EXERCISES TO COMPLETE.
1 > In the article on women and water in Brazil, copy out the passage starting with "In the semi-arid" and going on through "scarcity and excess." with no changes.
2 > According to the article on women and water in Brazil, the Sertão comprises parts of how many states?

SOURCE DOCUMENT.
Start of Block
1. Home
  2. Update
Author(s): Ricardo Funari

Between dust and deluge: The women on Brazil’s water frontlines

Source(s): Onewater
Upload your content
Woman with an umbrella walking through a flooded street in city of Salvador, Brazil in 2015
Joa Souza/Shuttertock

In the drought-stricken backlands of the sertão and the flooded river communities of the Amazon, women lead their households and communities through survival and recovery. They stand at the frontline of these climate extremes—when water comes too quickly, and when it doesn’t come at all.

I move between two Brazils shaped by water and crises: the dry backlands of the Sertão afflicted by drought and the river communities of the Amazon inundated by floods. In both instances, women stand on the frontline of these extreme climate events.

In the semi-arid northeast, drought is more than a weather pattern; it is a slow emergency that structures daily life. Thousands of kilometers away, on the Amazon floodplains, torrential downpours cause the rivers to overflow, swallowing homes and devastating communities. 

In this photo story, I walk between these two landscapes with my camera following the women carrying the burdens of water scarcity and excess.

Sertão is the most populated semiarid region in the world located in Northeastern Brazil comprising parts of nine states. Here, women wake before dawn to walk long distances with buckets on head; their time and bodies consumed by the search for every possible litre.
End of Block
EXERCISE DATA.
Start of Block
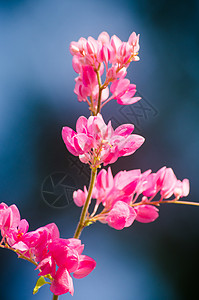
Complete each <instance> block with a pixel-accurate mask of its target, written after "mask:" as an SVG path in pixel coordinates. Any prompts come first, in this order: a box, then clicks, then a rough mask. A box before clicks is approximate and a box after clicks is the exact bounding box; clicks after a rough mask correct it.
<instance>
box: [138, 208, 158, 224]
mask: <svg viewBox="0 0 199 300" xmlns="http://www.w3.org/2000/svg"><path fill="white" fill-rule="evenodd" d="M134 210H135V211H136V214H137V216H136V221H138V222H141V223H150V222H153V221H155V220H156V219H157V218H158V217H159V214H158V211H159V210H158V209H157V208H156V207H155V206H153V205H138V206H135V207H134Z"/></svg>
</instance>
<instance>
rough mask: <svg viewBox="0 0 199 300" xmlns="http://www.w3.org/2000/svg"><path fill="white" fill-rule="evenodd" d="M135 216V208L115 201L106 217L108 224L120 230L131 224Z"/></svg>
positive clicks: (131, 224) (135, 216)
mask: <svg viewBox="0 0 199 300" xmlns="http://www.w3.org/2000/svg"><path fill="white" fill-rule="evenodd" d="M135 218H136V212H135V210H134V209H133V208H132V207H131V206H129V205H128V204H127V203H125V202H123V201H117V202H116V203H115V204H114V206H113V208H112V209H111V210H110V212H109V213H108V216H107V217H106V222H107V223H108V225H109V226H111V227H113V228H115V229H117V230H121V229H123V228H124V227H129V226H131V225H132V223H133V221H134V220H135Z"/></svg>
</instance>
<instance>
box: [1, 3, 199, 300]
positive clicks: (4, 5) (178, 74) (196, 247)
End of Block
SET OF ANSWERS.
1 >
In the semi-arid northeast, drought is more than a weather pattern; it is a slow emergency that structures daily life. Thousands of kilometers away, on the Amazon floodplains, torrential downpours cause the rivers to overflow, swallowing homes and devastating communities. 

In this photo story, I walk between these two landscapes with my camera following the women carrying the burdens of water scarcity and excess.

2 > Parts of nine states.